RECORDS FOR THIS TASK
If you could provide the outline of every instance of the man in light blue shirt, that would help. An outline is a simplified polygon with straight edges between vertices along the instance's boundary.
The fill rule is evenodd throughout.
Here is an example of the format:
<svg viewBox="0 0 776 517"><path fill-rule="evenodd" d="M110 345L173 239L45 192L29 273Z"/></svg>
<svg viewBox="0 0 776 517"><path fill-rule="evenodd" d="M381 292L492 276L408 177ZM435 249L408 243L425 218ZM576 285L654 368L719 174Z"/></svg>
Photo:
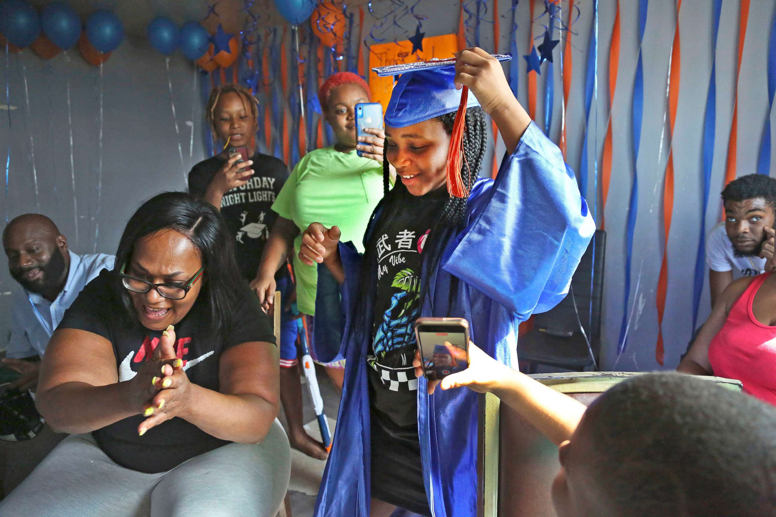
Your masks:
<svg viewBox="0 0 776 517"><path fill-rule="evenodd" d="M9 270L21 285L14 293L11 339L4 366L22 374L9 385L29 389L37 384L40 357L64 312L78 293L115 257L77 255L51 219L26 214L11 221L2 234Z"/></svg>

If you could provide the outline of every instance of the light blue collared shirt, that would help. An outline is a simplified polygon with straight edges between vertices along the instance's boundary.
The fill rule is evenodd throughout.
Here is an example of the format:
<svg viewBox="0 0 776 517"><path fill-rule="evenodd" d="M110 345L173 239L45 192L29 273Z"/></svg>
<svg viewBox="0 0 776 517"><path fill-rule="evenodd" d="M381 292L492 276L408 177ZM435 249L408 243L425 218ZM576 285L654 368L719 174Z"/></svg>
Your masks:
<svg viewBox="0 0 776 517"><path fill-rule="evenodd" d="M70 271L64 288L54 302L19 287L14 293L11 339L5 357L43 357L51 334L62 321L64 312L84 287L104 268L113 269L113 255L77 255L70 251Z"/></svg>

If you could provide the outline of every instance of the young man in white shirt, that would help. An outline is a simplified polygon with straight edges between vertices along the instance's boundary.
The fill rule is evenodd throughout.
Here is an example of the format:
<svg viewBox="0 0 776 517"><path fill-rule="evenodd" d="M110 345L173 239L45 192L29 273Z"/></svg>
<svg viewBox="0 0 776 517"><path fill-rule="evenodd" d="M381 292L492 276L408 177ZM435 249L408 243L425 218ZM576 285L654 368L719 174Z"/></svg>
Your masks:
<svg viewBox="0 0 776 517"><path fill-rule="evenodd" d="M11 276L21 288L14 293L11 339L2 366L22 374L8 388L34 389L40 357L64 312L100 271L113 268L114 257L74 253L54 222L40 214L11 221L2 243Z"/></svg>
<svg viewBox="0 0 776 517"><path fill-rule="evenodd" d="M725 221L706 240L706 263L712 306L725 288L742 276L765 272L763 244L774 227L776 179L762 174L742 176L722 192Z"/></svg>

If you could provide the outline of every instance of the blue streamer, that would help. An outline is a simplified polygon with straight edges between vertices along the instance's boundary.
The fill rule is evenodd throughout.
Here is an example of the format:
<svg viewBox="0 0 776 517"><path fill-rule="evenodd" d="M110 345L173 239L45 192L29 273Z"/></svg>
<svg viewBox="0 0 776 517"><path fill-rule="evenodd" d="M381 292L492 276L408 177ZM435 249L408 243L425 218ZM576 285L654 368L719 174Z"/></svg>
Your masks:
<svg viewBox="0 0 776 517"><path fill-rule="evenodd" d="M717 66L717 34L719 32L719 14L722 0L714 0L714 26L712 33L712 76L708 79L708 94L706 97L705 120L703 126L703 211L701 212L701 235L695 256L695 278L692 290L692 332L698 324L698 309L701 305L701 294L703 292L703 281L706 272L706 210L708 208L708 195L712 188L712 165L714 162L714 137L716 119L716 66Z"/></svg>
<svg viewBox="0 0 776 517"><path fill-rule="evenodd" d="M334 57L334 50L331 49L327 49L324 50L324 81L328 79L332 74L333 62L332 58ZM334 138L334 132L331 129L331 126L324 122L324 135L326 137L326 146L333 146L336 143L336 139Z"/></svg>
<svg viewBox="0 0 776 517"><path fill-rule="evenodd" d="M282 80L280 67L280 38L278 37L278 29L272 29L272 50L270 52L272 74L272 125L275 133L275 157L285 161L283 157L283 139L286 135L283 134L283 111L281 107L280 99L282 98ZM288 165L288 164L286 164Z"/></svg>
<svg viewBox="0 0 776 517"><path fill-rule="evenodd" d="M633 184L631 186L630 202L628 206L627 254L625 255L625 303L622 312L622 324L620 326L620 339L617 343L618 355L625 352L628 334L628 302L630 298L631 263L633 259L633 234L636 232L636 218L639 212L639 144L641 142L641 123L644 107L644 64L642 60L641 46L644 41L644 29L646 26L646 12L649 0L639 2L639 60L636 69L636 84L633 88Z"/></svg>
<svg viewBox="0 0 776 517"><path fill-rule="evenodd" d="M596 3L596 6L598 3ZM597 7L595 8L597 9ZM593 101L593 86L596 83L598 63L598 10L593 18L593 30L591 31L590 43L587 48L587 64L585 72L584 85L584 138L582 140L582 159L580 163L579 181L580 192L583 196L587 195L587 124L590 120L590 109ZM598 118L596 119L598 121ZM598 146L596 150L598 150ZM596 151L596 160L598 160L598 151Z"/></svg>
<svg viewBox="0 0 776 517"><path fill-rule="evenodd" d="M774 91L776 90L776 15L771 26L768 40L768 112L765 115L762 140L760 141L760 154L757 157L757 174L766 176L771 174L771 110L774 105Z"/></svg>
<svg viewBox="0 0 776 517"><path fill-rule="evenodd" d="M553 15L549 16L549 39L553 39L555 23L553 22ZM555 81L553 73L553 62L547 61L547 70L544 75L544 134L550 138L549 132L553 129L553 101L555 97Z"/></svg>
<svg viewBox="0 0 776 517"><path fill-rule="evenodd" d="M299 30L298 28L292 28L292 31ZM291 36L293 40L293 34ZM291 163L288 164L289 168L293 168L299 161L299 122L301 112L300 109L299 98L299 54L294 45L291 45L291 91L289 95L289 109L291 112L291 135L286 135L286 138L291 139Z"/></svg>
<svg viewBox="0 0 776 517"><path fill-rule="evenodd" d="M520 60L518 59L518 41L515 35L518 33L518 2L512 0L512 30L509 33L509 53L512 54L512 60L509 64L509 88L512 95L518 98L518 87L520 84Z"/></svg>

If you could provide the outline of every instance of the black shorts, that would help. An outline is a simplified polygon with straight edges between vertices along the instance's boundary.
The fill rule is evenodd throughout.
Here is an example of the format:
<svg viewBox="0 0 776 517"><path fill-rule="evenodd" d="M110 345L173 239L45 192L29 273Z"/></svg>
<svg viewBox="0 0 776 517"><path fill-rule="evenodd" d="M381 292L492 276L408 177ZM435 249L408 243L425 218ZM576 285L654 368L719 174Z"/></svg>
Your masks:
<svg viewBox="0 0 776 517"><path fill-rule="evenodd" d="M372 414L372 497L431 517L423 484L421 444L389 434Z"/></svg>

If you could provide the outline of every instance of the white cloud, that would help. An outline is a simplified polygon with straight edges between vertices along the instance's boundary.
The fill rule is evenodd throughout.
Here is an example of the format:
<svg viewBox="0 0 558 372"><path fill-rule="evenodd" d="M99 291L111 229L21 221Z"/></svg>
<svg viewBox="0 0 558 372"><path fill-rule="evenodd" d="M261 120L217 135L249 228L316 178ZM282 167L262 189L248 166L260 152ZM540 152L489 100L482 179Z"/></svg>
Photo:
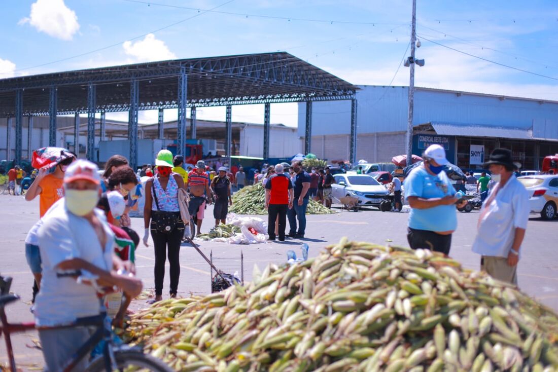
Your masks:
<svg viewBox="0 0 558 372"><path fill-rule="evenodd" d="M37 0L31 4L29 17L18 24L27 23L40 32L62 40L71 40L79 30L75 12L66 6L64 0Z"/></svg>
<svg viewBox="0 0 558 372"><path fill-rule="evenodd" d="M146 35L143 40L134 43L129 41L125 41L122 47L124 53L138 62L162 61L176 58L165 42L157 40L152 33Z"/></svg>
<svg viewBox="0 0 558 372"><path fill-rule="evenodd" d="M15 75L16 64L0 58L0 79L11 78Z"/></svg>

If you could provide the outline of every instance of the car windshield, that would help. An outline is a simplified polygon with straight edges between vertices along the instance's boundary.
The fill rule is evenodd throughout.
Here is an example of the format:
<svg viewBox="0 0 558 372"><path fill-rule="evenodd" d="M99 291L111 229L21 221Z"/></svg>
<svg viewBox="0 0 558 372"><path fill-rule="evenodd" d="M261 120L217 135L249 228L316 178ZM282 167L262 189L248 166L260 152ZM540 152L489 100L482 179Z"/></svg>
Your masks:
<svg viewBox="0 0 558 372"><path fill-rule="evenodd" d="M358 172L359 169L362 169L362 171L364 173L369 173L370 172L377 172L380 170L378 168L377 165L371 165L370 164L359 164L355 165L355 166L351 168L352 171L353 172Z"/></svg>
<svg viewBox="0 0 558 372"><path fill-rule="evenodd" d="M349 183L351 185L362 186L377 186L379 185L378 181L372 177L359 177L358 176L349 176Z"/></svg>
<svg viewBox="0 0 558 372"><path fill-rule="evenodd" d="M523 183L526 187L533 187L536 186L542 185L544 182L542 178L535 178L531 177L522 177L517 178L518 181Z"/></svg>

OBJECTIVE
Can you arrange the lines as a Markdown table with a No. column for a running number and a Line column for the text? Start with the line containing "of the light", go on through the line containing "271L64 288L54 302L19", and leave out any blank lines.

THE COMPLETED TASK
| No. | Line |
|---|---|
| 1 | If you could provide the outline of every instance of the light blue collared shirt, that would help. An outline is a simplified polygon with straight edges between vertices along the instance's boundary. |
| 2 | The fill rule is evenodd throughout. |
| 3 | Here is an example of the format: |
| 4 | <svg viewBox="0 0 776 517"><path fill-rule="evenodd" d="M110 345L173 239L45 192L29 273Z"/></svg> |
| 5 | <svg viewBox="0 0 776 517"><path fill-rule="evenodd" d="M381 292L492 276L408 177ZM435 249L408 243L425 218ZM576 285L654 368L719 174Z"/></svg> |
| 6 | Your masks: |
| 7 | <svg viewBox="0 0 776 517"><path fill-rule="evenodd" d="M70 271L64 288L54 302L19 287L14 293L11 339L5 357L43 357L51 334L62 321L64 312L84 287L104 268L113 269L113 255L77 255L70 251Z"/></svg> |